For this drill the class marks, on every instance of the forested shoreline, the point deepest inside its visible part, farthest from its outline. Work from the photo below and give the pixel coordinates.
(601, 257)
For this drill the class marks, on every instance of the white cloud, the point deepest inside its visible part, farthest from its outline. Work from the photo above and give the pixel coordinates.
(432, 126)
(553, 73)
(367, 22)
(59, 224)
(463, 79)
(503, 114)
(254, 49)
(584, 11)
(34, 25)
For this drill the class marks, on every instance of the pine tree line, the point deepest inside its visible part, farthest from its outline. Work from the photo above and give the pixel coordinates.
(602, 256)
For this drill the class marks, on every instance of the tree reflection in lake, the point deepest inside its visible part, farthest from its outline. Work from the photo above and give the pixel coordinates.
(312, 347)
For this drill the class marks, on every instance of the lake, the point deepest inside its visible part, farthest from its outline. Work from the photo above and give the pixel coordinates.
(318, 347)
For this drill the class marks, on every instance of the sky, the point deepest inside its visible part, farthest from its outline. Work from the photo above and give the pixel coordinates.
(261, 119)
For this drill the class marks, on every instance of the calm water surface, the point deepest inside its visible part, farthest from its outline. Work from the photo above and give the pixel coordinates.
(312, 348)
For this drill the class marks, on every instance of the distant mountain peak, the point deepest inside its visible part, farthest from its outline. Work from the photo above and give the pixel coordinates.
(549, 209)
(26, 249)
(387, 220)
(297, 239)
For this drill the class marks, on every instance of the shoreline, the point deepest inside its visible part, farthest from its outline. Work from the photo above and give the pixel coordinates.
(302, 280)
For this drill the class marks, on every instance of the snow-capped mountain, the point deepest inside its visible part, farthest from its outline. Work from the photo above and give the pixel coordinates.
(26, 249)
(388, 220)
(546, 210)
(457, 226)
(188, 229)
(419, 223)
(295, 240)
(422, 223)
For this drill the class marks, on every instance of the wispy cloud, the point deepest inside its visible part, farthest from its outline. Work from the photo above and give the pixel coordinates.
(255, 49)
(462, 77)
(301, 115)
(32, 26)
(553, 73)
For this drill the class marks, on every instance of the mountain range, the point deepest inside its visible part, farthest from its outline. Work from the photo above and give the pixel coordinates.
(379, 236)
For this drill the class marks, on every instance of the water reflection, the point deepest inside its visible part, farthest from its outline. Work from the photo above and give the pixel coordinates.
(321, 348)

━━━

* [THE TASK]:
The full listing above should be repeated without omission.

* [RESULT OF THE TASK]:
For this drill the class marks, on every instance of the forested shoreline, the point deepest inside its visible part, farthest from its outline. Work from the photo below and give the pixel coordinates.
(601, 257)
For this drill the class marks, on every instance of the white cloud, the point deepest inside its visible part, farthest from its outline. Work from the photo above and give the pixel coordinates.
(432, 126)
(553, 73)
(367, 22)
(59, 224)
(463, 79)
(503, 114)
(254, 49)
(584, 11)
(34, 25)
For this drill the class marks, on every instance of the pine tree line, the point deepest inside its visible part, farthest from its outline. Work from the photo above and give the pixel coordinates.
(602, 256)
For this drill the class marks, on every instance of the tree reflection in lake, the point deepest inside its visible part, farthest from its outline. Work from the photo above and give the pixel coordinates.
(312, 347)
For this drill the class marks, on every instance of the lake, the point deepest inside its visible part, farthest from its outline. Work from the photo above and give the pixel coordinates.
(318, 347)
For this drill the class marks, on every instance of the sky, the point deepest inside its visible part, farthest from its outline. Work from the photo above and give the pixel coordinates.
(261, 119)
For this drill the class marks, on every instance of the calm water surface, the point deepest inside its visible part, farthest from its outline. Work from the photo above and give the pixel coordinates.
(312, 348)
For this drill the class marks, on every instance of the distant mountain peak, the point deepest inside its visible part, farthest from its outline. Work from the photo above and give the pixel coordinates.
(549, 209)
(26, 249)
(387, 220)
(297, 239)
For this drill the class marks, on every instance of the shoreline, the point deepest inside its visible part, farthest from its outline. Work from the photo above and give the pixel coordinates.
(302, 280)
For this drill the class marks, on every instance of the snow-capped mountain, the point deepest inside its visible part, farthest from its outline. Work from the photo above and give the pixel coordinates.
(26, 249)
(388, 220)
(546, 210)
(457, 226)
(188, 229)
(419, 223)
(295, 240)
(422, 223)
For this drill the class marks, on every instance of the wispy cloud, the point deepest inside its visible part, farthest from its outline. Work from the photo above and give the pixel coordinates.
(255, 49)
(462, 77)
(301, 115)
(32, 26)
(553, 73)
For this drill the class marks, on every instance of the mountain range, the point deepest inside its visible part, farthest from its outline. Work from the photo above and give the pixel coordinates.
(379, 236)
For this drill the class marks, on every instance of the water reflection, the point deepest inside its visible part, farthest from its outline. Work from the photo above and give the pixel coordinates.
(321, 348)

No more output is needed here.